Arbeitsaufträge ▸
1. Übersetzen Sie den Satz „Die letzten Beiden ließen übrigens den meisten Müll liegen.“ aus dem Lesetext ins Englische.
2. Zählen Sie alle Nationalitäten auf, die laut dem Lesetext bereits an den Gewässern des Vereins zu Gast waren.
3. Setzen Sie den Forumstext über den Fischereischein am Attersee im Anschluss an seinen letzten Satz fort.

Na wer sagts denn. Dein Spruch ist doch typisch für viele Deutsche. Aber ich kann dir eines versprechen Tosk1-----wir werden wenn ihr ausbleibt, sicher nicht so auf dem Boden sein wie ihr es derzeit seid. Irgendwas hab ich ja da vor kurzem in den Medien gehört, daß ihr jetzt schon bei uns als Gastarbeiter anheuert----oder?

mit allerliebsten Grüssen
einAngler

Ich möcht mal im Nachsatz bemerken, daß ich die meisten Deutschen ja absolut
in Ordnung finde. Sind halt solche wie Tosk1, die meine negative Meinung bestärken.


----------



## kurt1920 (13. August 2007)

*AW: Fischereischein in Österreich ? - Attersee !?*

#d Oje, deutscher Angler (ich) mit Frau (Sie) wollen im September Urlaub am Attersee machen. Eigentlich hatte ich die Absicht auch mal Angeln zu gehen. Meine Tochter arbeitet dazu noch von September bis Mai in Österreich ("Gastarbeiter" - weil Ösis zu viel Geld wollen?!).
An unserem Gewässern,  gesamt 35 ha - (ich=Vereinsvorsitzender) hatten wir schon Belgier, Russen, Holländer, Engländer, Deutsche und Österreicher. Die letzten Beiden ließen übrigens den meisten Müll liegen.

Bereitgestellte Angaben ▸

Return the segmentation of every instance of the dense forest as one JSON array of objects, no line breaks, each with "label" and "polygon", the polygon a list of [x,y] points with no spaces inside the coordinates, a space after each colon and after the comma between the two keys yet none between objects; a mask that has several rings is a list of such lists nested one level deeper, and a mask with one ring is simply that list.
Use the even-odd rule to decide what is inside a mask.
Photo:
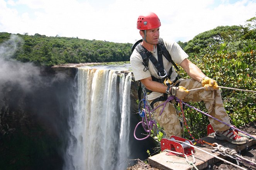
[{"label": "dense forest", "polygon": [[[0,33],[0,44],[11,34]],[[14,57],[22,62],[51,66],[67,63],[109,62],[129,60],[131,44],[67,38],[17,34],[21,38]]]},{"label": "dense forest", "polygon": [[[178,42],[195,63],[220,86],[255,90],[256,89],[256,17],[244,25],[221,26],[200,33],[188,42]],[[0,44],[11,37],[10,33],[0,33]],[[51,66],[67,63],[129,61],[132,44],[90,40],[77,38],[47,37],[17,34],[21,40],[14,59],[32,62],[37,65]],[[163,37],[164,38],[164,37]],[[12,45],[5,44],[5,45]],[[183,77],[187,75],[182,69]],[[222,98],[232,123],[239,127],[256,120],[255,93],[231,90],[222,90]],[[192,104],[205,110],[202,102]],[[191,132],[204,136],[202,126],[209,123],[200,114],[190,114],[185,110]]]}]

Lösungen ▸
1. The last two, by the way, left behind the most trash.

2. Belgier, Russen, Holländer, Engländer, Deutsche, Österreicher

3.
Na ja, mein Euro scheint dem einheimischen Wirt aber auch zu gefallen. 
Ein internationales Peti Heil! 
Gruß Kurt


----------



## sorgiew (14. August 2007)

*AW: Fischereischein in Österreich ? - Attersee !?*

ts ts eigentlich schlimm was es da für nörgler und stänkerer gibt 



also glaub uns ihr deutschen - wir ÖSIS sind nicht alle so


----------



## fireline (14. August 2007)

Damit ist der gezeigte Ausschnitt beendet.